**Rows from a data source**
'''
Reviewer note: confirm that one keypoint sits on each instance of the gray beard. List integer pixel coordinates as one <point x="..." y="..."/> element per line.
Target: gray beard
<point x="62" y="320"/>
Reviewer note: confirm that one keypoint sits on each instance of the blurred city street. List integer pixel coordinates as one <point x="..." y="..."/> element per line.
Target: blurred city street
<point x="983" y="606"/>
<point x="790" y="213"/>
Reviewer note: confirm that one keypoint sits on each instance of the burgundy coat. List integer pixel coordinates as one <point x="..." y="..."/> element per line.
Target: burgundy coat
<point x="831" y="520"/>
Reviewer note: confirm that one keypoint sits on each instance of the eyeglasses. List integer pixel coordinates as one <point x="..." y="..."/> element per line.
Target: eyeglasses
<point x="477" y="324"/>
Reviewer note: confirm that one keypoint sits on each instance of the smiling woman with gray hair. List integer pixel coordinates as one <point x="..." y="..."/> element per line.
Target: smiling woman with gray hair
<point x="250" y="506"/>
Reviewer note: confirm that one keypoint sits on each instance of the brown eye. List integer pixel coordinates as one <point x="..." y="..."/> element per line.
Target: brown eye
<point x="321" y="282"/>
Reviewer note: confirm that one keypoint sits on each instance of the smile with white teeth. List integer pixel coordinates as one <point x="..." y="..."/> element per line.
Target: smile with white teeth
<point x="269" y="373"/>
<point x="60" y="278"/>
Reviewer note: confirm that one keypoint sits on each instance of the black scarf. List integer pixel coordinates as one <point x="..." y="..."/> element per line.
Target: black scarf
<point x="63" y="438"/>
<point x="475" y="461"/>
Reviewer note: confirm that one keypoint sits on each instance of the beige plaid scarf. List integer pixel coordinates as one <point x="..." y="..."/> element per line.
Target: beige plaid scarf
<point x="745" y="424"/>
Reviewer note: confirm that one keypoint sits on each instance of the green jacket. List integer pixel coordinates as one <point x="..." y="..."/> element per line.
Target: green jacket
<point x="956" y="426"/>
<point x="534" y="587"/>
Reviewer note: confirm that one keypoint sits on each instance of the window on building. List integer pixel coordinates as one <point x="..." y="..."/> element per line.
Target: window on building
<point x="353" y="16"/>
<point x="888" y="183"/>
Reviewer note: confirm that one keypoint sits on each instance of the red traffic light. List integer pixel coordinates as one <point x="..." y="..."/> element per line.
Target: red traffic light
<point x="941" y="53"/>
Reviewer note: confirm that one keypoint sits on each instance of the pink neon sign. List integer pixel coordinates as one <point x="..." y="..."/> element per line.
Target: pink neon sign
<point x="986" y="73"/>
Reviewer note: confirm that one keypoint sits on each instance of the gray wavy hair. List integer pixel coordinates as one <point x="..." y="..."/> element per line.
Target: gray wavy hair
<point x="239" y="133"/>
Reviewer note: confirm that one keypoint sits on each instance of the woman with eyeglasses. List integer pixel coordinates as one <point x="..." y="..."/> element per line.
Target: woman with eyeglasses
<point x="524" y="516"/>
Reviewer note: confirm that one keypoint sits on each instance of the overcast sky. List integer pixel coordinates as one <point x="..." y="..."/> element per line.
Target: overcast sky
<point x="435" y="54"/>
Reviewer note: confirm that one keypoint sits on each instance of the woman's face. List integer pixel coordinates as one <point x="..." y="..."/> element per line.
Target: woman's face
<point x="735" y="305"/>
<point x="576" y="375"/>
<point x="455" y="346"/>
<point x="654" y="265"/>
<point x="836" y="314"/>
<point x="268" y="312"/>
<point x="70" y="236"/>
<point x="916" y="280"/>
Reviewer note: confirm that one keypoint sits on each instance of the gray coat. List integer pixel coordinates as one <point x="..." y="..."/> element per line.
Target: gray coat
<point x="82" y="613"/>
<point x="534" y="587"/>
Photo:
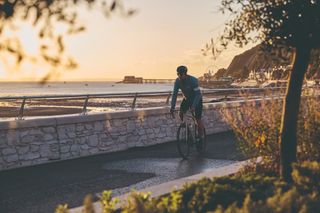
'''
**Exercise aim**
Count the lines in the rows above that contain the word "smile", treating uppercase and lowercase as different. Give only the number.

**Answer to this task**
2